-- MATERIAL start --

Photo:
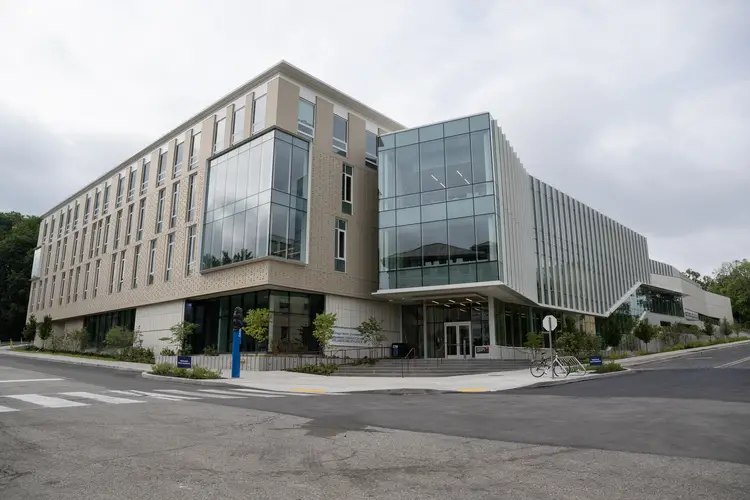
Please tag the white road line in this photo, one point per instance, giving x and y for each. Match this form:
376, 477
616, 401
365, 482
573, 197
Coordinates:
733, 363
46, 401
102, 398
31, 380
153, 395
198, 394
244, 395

-- MATERIAL end --
-- MATERIAL start --

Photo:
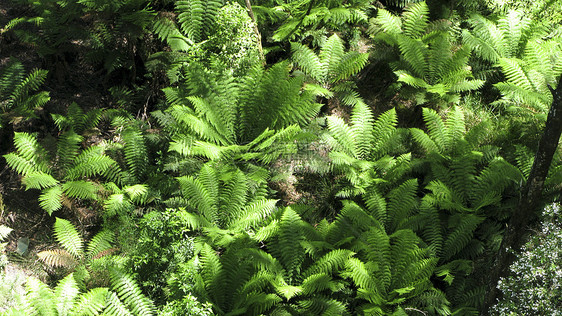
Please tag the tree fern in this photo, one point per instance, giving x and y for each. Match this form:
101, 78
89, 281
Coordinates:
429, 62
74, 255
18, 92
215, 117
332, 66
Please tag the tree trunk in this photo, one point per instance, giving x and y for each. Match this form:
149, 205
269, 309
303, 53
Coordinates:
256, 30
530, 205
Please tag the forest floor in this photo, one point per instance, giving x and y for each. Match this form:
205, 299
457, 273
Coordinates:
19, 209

-- MATERIAL end --
-- MATERIAL start --

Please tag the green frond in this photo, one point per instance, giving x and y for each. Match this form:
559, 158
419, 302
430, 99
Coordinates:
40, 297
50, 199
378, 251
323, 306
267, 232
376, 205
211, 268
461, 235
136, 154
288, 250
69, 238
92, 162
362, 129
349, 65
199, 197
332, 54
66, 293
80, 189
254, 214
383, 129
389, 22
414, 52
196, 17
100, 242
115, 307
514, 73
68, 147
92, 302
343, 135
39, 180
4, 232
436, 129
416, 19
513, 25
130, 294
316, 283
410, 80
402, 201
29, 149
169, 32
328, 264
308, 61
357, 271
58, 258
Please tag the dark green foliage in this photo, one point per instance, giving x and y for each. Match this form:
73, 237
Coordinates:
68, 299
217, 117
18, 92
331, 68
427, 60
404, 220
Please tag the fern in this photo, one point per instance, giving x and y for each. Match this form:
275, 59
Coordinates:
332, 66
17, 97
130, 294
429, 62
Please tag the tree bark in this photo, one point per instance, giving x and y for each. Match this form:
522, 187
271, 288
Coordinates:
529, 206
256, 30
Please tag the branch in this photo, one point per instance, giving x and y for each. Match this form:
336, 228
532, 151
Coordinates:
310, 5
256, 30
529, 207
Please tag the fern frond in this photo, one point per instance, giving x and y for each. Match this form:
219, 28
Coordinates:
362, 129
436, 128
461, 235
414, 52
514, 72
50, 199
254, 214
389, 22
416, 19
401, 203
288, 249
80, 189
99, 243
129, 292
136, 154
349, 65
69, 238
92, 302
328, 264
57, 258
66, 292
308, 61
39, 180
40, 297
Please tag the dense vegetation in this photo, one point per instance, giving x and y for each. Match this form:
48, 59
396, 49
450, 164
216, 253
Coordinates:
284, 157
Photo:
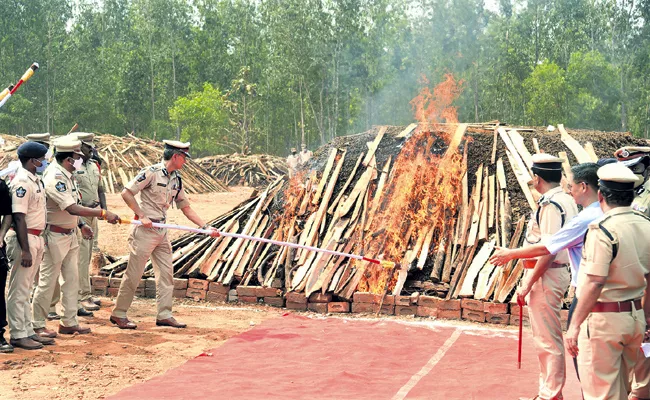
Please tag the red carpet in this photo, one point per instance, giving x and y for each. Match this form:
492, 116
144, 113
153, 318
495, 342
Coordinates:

-- MATERIAL end --

TASK DIRECTIONS: Which lines of the listing contain the string "fern"? Extract each of them in full, treating uppercase and lowercase as distinct.

RESPONSE FOR THIS EXERCISE:
Please tag the tree fern in this photo, one point per instance, giving x and y for each. Match this form:
Please tag the fern in this photo, one point per instance, giving x and y for each. Match this form:
Please tag the fern frond in this photo, one point per instance, giving x and y for each. Match this form:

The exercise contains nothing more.